§ TASK GOAL
Offset the bounding box coordinates in the records by adding 31 to every number, then write out the part that opens with the line containing "Ground serving tray in the picture." and closes with the line containing "[704,297,754,391]", both lines included and every line in that span reproduced. Leave out all other records.

§ ENTRIES PROVIDED
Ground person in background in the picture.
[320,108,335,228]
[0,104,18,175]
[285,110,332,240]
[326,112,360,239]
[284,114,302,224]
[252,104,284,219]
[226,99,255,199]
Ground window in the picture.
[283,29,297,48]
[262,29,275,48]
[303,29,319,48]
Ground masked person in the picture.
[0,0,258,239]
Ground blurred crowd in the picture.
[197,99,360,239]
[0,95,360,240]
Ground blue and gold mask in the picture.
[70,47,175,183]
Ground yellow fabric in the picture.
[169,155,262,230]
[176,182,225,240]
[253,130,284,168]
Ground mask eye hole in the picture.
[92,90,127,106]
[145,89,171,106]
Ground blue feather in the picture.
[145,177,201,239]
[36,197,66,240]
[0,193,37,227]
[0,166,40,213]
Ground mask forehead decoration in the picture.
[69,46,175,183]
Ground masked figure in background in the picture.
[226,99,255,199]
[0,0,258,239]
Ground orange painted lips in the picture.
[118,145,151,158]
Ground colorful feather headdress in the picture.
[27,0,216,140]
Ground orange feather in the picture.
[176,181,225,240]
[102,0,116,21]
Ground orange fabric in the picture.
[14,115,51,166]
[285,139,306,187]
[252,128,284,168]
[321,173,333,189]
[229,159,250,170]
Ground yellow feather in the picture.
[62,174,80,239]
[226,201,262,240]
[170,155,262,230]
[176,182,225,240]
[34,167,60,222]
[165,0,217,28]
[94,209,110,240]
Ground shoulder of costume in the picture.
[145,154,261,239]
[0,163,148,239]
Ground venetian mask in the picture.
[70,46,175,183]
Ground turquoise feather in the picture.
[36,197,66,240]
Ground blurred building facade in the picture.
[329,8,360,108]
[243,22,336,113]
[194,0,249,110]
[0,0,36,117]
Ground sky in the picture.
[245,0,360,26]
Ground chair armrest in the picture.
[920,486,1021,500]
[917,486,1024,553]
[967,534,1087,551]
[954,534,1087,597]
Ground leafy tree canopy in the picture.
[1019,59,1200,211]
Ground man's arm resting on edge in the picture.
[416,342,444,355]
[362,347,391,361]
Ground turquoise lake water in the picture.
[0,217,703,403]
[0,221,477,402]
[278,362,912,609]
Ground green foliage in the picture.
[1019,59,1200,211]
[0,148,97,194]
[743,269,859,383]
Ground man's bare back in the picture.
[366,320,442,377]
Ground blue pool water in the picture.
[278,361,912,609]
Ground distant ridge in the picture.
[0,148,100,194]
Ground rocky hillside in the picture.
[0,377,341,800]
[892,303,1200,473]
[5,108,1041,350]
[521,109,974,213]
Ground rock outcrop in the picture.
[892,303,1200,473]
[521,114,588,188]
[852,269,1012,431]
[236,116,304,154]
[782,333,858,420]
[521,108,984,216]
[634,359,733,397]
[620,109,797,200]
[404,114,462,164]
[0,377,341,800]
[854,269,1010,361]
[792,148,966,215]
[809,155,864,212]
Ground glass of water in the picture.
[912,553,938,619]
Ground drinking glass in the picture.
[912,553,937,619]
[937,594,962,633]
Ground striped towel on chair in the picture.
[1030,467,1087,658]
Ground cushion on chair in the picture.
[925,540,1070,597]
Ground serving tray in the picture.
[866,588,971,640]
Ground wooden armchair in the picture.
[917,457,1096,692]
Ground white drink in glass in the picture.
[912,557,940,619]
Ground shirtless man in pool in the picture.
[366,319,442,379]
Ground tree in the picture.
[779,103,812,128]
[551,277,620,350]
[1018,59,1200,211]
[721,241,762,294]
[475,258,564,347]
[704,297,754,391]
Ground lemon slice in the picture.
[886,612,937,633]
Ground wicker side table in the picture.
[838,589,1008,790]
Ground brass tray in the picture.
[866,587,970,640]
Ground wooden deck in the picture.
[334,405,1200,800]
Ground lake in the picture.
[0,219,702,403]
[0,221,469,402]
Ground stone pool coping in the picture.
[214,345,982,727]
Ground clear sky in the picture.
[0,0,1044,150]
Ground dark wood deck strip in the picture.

§ REPLY TO THE TASK
Ground serving tray in the picture.
[897,619,1002,671]
Ground wooden armchair in the picture.
[948,488,1127,723]
Ground white drink in glass in the picture.
[943,588,971,650]
Ground shirtless man in pool in the picture.
[397,350,473,410]
Ground tree in the picture.
[810,134,843,159]
[582,308,651,381]
[1049,90,1231,242]
[752,272,793,325]
[506,289,595,378]
[735,328,785,422]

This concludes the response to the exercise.